• _What to do_:
All entries must be set down once more, precisely as given.

BEGIN

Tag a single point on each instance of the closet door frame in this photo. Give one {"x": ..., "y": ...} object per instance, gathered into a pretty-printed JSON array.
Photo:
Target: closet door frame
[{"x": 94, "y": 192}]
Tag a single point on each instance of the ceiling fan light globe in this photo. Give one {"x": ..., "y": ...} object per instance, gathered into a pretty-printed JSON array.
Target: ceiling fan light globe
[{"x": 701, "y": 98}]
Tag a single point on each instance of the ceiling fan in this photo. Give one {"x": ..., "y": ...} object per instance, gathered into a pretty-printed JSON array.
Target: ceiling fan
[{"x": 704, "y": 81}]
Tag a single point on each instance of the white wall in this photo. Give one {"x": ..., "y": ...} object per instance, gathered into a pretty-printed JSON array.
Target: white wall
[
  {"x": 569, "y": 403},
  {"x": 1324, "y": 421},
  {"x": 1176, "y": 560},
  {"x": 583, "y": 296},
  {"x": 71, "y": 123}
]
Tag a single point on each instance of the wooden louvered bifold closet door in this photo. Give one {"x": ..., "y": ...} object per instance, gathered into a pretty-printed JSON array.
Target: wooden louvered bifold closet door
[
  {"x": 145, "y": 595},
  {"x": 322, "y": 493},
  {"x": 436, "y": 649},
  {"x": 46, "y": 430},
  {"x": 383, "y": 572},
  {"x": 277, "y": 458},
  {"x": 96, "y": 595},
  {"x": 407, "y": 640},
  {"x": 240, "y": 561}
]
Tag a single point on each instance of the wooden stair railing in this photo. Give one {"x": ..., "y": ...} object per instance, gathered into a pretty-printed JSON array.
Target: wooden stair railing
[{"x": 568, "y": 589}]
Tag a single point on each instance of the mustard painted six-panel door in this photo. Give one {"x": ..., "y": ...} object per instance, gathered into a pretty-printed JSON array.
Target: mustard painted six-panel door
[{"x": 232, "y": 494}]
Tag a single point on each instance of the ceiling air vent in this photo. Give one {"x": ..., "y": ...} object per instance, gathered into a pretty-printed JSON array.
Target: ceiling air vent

END

• _Result_:
Tag a single point on each instance of the closet door frame in this photo. Give one {"x": ..., "y": ...} object per instance, gathered into a pretty-printed JSON array.
Photo:
Target: closet door frame
[{"x": 94, "y": 192}]
Tag a single point on each instance of the ceiling fan light globe in this photo. Give one {"x": ..., "y": ...} object per instance, gathered into a pretty-printed JSON array.
Target: ceiling fan light globe
[{"x": 701, "y": 98}]
Tag a single point on each instance of the ceiling fan in this photo. Give one {"x": ..., "y": ...} object per instance, gathered into a pretty-printed JSON array.
Target: ceiling fan
[{"x": 704, "y": 81}]
Tag a single point on each instance of the white wall in this photo. Give one {"x": ..., "y": ...} object per instance, gathered into a pretty-printed JSON array.
Target: white wall
[
  {"x": 569, "y": 403},
  {"x": 1324, "y": 421},
  {"x": 1176, "y": 560},
  {"x": 583, "y": 296},
  {"x": 71, "y": 123}
]
Tag a single point on each instance of the wooden louvered bifold closet door in this photo. Give one {"x": ..., "y": ...} object per instance, gathered into a pretty-printed JSON array.
Target: wooden louvered bifold closet door
[
  {"x": 145, "y": 595},
  {"x": 322, "y": 493},
  {"x": 436, "y": 649},
  {"x": 46, "y": 430},
  {"x": 383, "y": 572},
  {"x": 277, "y": 458},
  {"x": 96, "y": 595},
  {"x": 407, "y": 640},
  {"x": 240, "y": 561}
]
Tag a single point on each instance of the wooden stair railing in this photo. Give one {"x": ..., "y": ...} object per instance, gathered into a pretty-printed JSON array.
Target: wooden stair railing
[{"x": 568, "y": 589}]
Tag a single point on each instance of the mustard painted six-panel door in this photo. Give one {"x": ..., "y": ...} object per instance, gathered into a pretty-printed JSON array.
Target: mustard painted six-panel door
[{"x": 232, "y": 494}]
Tag a single point on each instance of the ceiling air vent in this photo. Give one {"x": ..., "y": ...} object per instance, gathered into a pretty-printed JSON array.
Target: ceiling air vent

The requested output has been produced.